▶ **Obiettivi**
• a. Rispondi alle seguenti domande sul testo dedicato a Torino:
(i) In quale periodo Torino fu la prima capitale del Regno d'Italia?
(ii) Con quale nome fu fondata la città in periodo romano?
(iii) Quale edificio è stato dichiarato dall'Unesco patrimonio dell'umanità?
• b. Riscrivi il brano del testo su Torino che parte da "Già prima della" e continua fino a "dall’Unesco patrimonio dell’umanità.", sostituendo "esuli" con "patrioti".

▶ **Testo selezionato**
◆ ◆ ◆ ◆ ◆

CULTURA



TORINO, STORIA DEL PALAZZO CHE VIDE NASCERE L’ITALIA
di Michela Costantini

Nella storia più recente di Torino - città che ha dovuto reinventarsi un’identità dopo la crisi del sistema industriale negli anni Novanta - sono emerse una più sfaccettata realtà sociale e produttiva, meno legata al contesto operaio e più aperta a nuove iniziative, una rinnovata vocazione al terziario e al turismo e un nuovo disegno urbano, generato in molti casi dai luoghi ormai dismessi degli insediamenti industriali. In tutte queste trasformazioni, l’antica vocazione culturale si è fatta più evidente, trovando la capacità di emergere dai remoti ed esclusivi salotti per aprirsi a pubblici più ampi e meno settoriali, con iniziative uniche – temporanee ma anche stabili, come il Salone del Libro - che ne hanno fortemente rilanciato l’immagine a livello nazionale e internazionale. E’ noto a tutti che Torino sia stata la prima capitale del Regno d’Italia, dal 1861 al 1865: è naturale quindi che tra le varie iniziative culturali che la città subalpina – fondata in periodo romano col nome di Augusta Taurinorum - offre periodicamente, trovino degno spazio i festeggiamenti per il 150° Anniversario dell’Unità d’Italia, che si collocano nella scia delle due precedenti ricorrenze, quella del 1911 per il Cinquantenario e quella più famosa del Centenario, nel 1961, di cui la città conserva alcune significative testimonianze architettoniche realizzate per quella occasione.



Già prima della fatidica data del 17 marzo 1861, Torino, in qualità di capitale dello Stato Sabaudo – stato che ebbe un ruolo primario nel tessere le strategie politiche della riunificazione nazionale - aveva ospitato centinaia di esuli giunti da ogni regione d’Italia, che nei suoi salotti e nei suoi famosi caffè concertavano le azioni politiche per la realizzazione concreta degli ideali risorgimentali. Ma oltre ai luoghi di ritrovo, altri edifici ebbero, nel breve ma significativo periodo in cui Torino fu capitale, un valore simbolico particolare perché testimoni diretti dei primi passi delle istituzioni italiane: tra questi quello certamente più illustre è Palazzo Carignano, dichiarato dall’Unesco patrimonio dell’umanità.

◆ ◆ ◆ ◆ ◆

▶ **Dati forniti**
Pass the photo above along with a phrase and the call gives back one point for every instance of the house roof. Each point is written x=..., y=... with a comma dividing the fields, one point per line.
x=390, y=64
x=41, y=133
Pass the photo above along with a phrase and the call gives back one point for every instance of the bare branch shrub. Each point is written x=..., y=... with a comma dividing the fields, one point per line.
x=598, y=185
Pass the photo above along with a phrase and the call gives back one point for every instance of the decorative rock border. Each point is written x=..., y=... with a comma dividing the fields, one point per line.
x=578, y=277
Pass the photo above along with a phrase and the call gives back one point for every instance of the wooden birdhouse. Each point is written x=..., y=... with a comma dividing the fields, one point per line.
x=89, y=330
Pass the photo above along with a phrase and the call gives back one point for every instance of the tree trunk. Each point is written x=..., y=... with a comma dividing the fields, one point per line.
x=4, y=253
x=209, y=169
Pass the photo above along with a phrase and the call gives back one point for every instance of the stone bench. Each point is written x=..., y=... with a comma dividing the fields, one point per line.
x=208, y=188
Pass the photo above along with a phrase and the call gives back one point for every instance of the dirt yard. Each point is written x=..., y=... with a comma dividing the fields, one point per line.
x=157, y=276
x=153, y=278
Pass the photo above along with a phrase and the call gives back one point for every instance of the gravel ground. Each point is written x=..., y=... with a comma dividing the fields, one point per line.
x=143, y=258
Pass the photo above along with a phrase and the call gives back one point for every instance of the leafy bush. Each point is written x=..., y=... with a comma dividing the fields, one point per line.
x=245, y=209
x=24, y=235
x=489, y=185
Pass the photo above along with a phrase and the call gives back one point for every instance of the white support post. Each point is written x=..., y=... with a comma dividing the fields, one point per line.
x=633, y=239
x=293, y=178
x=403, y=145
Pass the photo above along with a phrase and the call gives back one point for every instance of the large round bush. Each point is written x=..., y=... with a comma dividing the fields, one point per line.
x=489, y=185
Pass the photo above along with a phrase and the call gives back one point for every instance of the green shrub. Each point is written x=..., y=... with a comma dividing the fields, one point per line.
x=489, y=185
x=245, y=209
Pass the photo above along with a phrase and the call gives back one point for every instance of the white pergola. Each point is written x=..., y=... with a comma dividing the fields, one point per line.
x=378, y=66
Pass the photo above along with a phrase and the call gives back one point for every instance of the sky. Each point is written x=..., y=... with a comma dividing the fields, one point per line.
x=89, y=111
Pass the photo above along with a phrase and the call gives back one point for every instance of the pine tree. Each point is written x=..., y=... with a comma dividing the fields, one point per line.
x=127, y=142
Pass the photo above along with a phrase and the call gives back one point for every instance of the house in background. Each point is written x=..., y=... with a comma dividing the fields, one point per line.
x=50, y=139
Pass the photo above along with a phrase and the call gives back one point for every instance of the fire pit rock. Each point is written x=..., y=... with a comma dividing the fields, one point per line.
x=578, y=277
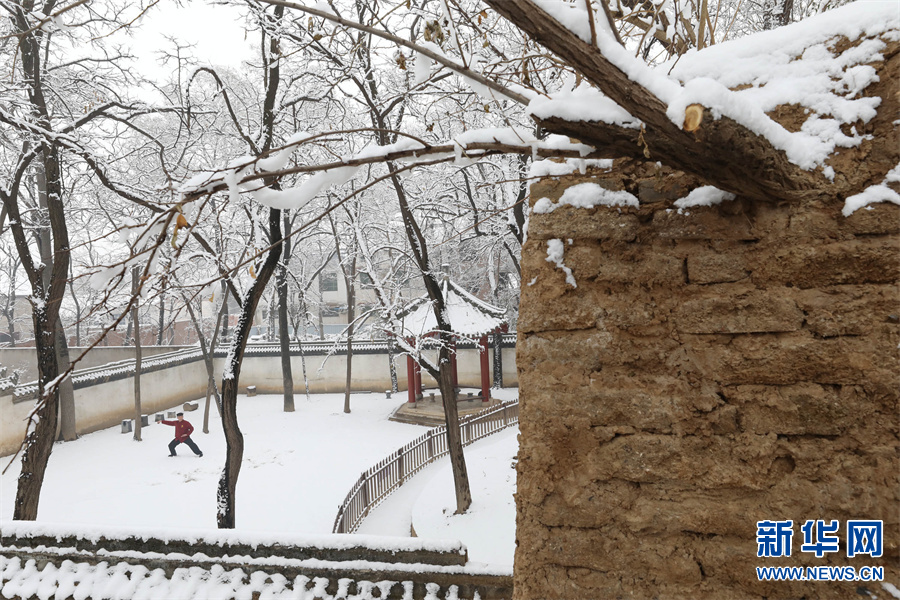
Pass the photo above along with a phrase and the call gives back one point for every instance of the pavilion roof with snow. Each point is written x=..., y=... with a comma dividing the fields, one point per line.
x=469, y=317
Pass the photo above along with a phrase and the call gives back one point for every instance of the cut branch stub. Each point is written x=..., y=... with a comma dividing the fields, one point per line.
x=693, y=116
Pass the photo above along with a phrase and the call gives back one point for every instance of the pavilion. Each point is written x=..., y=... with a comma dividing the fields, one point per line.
x=469, y=317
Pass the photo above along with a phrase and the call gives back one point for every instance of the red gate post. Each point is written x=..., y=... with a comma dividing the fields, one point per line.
x=485, y=374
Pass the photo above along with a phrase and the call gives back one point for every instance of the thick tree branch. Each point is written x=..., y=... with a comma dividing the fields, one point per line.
x=721, y=151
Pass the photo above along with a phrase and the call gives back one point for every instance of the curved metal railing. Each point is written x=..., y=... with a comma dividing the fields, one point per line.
x=381, y=479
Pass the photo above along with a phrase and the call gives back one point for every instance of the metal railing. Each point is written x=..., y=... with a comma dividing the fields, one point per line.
x=382, y=478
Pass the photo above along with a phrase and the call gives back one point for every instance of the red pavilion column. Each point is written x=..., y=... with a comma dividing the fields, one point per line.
x=410, y=379
x=485, y=373
x=453, y=370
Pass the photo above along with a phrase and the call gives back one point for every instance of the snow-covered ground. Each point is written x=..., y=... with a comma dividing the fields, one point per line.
x=297, y=469
x=427, y=503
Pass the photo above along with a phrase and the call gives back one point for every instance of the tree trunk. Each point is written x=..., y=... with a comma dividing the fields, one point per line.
x=454, y=437
x=47, y=291
x=393, y=367
x=351, y=327
x=135, y=288
x=39, y=442
x=67, y=424
x=445, y=375
x=498, y=359
x=234, y=440
x=281, y=283
x=162, y=317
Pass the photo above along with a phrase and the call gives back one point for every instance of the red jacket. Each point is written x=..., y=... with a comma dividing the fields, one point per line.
x=183, y=429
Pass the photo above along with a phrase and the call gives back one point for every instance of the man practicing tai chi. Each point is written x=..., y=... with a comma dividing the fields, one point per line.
x=183, y=431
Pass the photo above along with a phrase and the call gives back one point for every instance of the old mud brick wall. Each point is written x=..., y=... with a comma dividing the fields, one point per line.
x=714, y=367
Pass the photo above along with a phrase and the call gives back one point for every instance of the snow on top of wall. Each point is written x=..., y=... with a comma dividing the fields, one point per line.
x=555, y=251
x=706, y=195
x=796, y=64
x=123, y=581
x=221, y=537
x=874, y=193
x=586, y=195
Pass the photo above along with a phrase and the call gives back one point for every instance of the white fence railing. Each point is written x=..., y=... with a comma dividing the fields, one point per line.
x=382, y=478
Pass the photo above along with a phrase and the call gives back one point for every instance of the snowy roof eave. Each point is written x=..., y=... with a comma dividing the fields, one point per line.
x=468, y=315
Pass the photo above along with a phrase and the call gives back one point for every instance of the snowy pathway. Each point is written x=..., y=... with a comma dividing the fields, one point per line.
x=297, y=468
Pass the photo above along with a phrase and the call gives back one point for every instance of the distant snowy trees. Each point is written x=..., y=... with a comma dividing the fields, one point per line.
x=396, y=136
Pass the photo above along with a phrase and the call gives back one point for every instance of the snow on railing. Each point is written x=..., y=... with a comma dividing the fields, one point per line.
x=125, y=368
x=385, y=476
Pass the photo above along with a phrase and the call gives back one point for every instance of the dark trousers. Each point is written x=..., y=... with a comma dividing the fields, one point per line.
x=187, y=441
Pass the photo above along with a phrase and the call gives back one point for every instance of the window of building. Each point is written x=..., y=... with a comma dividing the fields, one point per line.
x=328, y=282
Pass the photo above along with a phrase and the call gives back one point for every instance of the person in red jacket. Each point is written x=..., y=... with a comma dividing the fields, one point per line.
x=183, y=431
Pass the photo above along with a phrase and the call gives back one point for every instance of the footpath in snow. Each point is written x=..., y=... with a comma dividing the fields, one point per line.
x=297, y=469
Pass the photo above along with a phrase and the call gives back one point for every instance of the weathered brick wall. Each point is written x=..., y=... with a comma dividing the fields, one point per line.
x=714, y=367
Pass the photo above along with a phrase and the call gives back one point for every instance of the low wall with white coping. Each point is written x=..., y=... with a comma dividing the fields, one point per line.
x=24, y=359
x=104, y=395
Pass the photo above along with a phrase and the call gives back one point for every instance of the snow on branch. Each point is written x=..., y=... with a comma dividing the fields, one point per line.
x=249, y=174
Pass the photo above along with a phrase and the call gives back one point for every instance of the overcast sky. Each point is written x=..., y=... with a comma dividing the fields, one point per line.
x=217, y=34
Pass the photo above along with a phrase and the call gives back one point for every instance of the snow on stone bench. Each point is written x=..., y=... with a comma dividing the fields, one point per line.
x=119, y=563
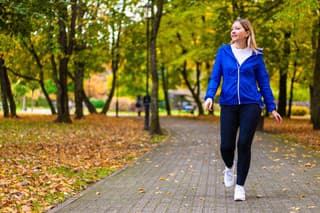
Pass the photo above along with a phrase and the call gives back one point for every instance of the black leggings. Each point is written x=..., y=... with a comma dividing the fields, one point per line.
x=245, y=118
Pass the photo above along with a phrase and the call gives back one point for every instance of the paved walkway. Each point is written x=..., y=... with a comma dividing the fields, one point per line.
x=184, y=174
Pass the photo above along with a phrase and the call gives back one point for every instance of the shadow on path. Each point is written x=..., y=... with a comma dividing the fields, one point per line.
x=184, y=174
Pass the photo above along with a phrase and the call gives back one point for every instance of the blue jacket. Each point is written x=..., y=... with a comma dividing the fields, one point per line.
x=240, y=83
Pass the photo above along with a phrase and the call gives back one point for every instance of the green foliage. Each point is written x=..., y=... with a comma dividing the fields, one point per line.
x=97, y=103
x=50, y=86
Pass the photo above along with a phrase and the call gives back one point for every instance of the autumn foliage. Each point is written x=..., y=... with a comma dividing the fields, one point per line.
x=43, y=163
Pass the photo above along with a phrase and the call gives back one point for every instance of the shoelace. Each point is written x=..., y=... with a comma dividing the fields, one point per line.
x=229, y=173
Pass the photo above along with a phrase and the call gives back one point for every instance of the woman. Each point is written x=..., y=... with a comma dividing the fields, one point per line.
x=241, y=65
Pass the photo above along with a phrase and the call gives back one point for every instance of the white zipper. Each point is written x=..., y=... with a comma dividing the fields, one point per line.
x=239, y=102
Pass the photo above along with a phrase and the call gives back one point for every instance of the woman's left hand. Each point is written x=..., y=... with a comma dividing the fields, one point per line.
x=276, y=116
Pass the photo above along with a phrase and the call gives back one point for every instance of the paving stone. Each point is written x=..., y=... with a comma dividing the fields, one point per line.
x=184, y=174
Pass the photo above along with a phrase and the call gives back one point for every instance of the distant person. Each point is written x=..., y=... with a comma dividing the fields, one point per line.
x=139, y=104
x=242, y=67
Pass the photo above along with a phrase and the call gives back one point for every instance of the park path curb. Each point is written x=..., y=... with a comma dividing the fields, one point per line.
x=184, y=174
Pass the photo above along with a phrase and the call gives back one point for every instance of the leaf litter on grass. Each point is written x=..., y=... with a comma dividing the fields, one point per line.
x=43, y=163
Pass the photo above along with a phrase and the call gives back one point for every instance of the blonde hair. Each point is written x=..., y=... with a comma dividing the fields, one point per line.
x=251, y=41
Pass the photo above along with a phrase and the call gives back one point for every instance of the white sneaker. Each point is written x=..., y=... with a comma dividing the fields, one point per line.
x=228, y=177
x=239, y=193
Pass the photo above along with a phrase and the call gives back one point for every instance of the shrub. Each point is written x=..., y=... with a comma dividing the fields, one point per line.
x=97, y=103
x=299, y=110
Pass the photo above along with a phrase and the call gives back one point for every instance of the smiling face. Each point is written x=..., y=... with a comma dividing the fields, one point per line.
x=238, y=33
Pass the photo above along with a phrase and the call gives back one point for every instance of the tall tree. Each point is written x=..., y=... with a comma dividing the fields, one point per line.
x=66, y=42
x=315, y=99
x=155, y=127
x=6, y=92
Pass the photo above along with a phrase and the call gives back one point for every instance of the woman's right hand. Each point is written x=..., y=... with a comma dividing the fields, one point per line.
x=208, y=104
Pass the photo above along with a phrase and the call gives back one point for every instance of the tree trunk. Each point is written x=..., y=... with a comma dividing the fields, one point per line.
x=165, y=90
x=78, y=88
x=293, y=79
x=115, y=54
x=106, y=106
x=66, y=42
x=282, y=104
x=13, y=108
x=197, y=95
x=88, y=104
x=4, y=98
x=156, y=19
x=315, y=103
x=31, y=49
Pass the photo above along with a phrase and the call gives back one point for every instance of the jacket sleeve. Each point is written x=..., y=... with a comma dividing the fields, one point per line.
x=215, y=76
x=264, y=85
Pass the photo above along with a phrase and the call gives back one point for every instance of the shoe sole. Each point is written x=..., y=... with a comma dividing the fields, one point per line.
x=239, y=199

◆ ◆ ◆ ◆ ◆

▶ **Risultati per compito**
• a.
(i) Dal 1861 al 1865.
(ii) Augusta Taurinorum.
(iii) Palazzo Carignano.

• b.
Già prima della fatidica data del 17 marzo 1861, Torino, in qualità di capitale dello Stato Sabaudo – stato che ebbe un ruolo primario nel tessere le strategie politiche della riunificazione nazionale - aveva ospitato centinaia di patrioti giunti da ogni regione d’Italia, che nei suoi salotti e nei suoi famosi caffè concertavano le azioni politiche per la realizzazione concreta degli ideali risorgimentali. Ma oltre ai luoghi di ritrovo, altri edifici ebbero, nel breve ma significativo periodo in cui Torino fu capitale, un valore simbolico particolare perché testimoni diretti dei primi passi delle istituzioni italiane: tra questi quello certamente più illustre è Palazzo Carignano, dichiarato dall’Unesco patrimonio dell’umanità.